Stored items
########
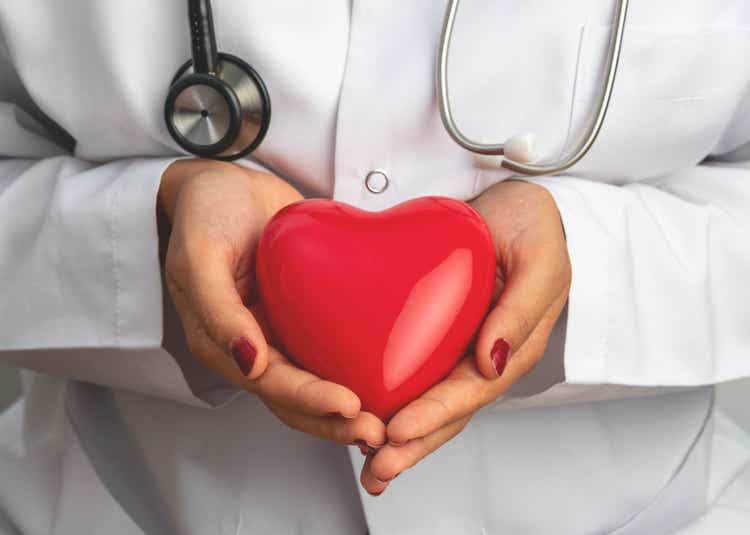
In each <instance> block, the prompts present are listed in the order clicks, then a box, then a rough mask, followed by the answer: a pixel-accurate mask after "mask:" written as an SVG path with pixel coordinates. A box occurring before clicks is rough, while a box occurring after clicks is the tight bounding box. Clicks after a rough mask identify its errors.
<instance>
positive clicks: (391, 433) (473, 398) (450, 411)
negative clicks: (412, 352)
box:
########
# Directions:
Return the lines above as a JSON list of strings, one string per line, omitting any blank lines and leaving out the pictures.

# Reply to the task:
[
  "In each <instance> block, the prompts present are listed in the order clicks, then a box, then a rough mask, followed by the answer: a pixel-accurate mask after \"mask:\" written as an SVG path with pixel coordinates. A box occurring before clicks is rough, while a box occurring after clicks is the tight bounding box. Clicks after a rough mask identify its errors.",
  "<instance>",
  "positive clicks: (391, 433) (473, 398) (450, 411)",
  "negative clicks: (412, 352)",
  "box:"
]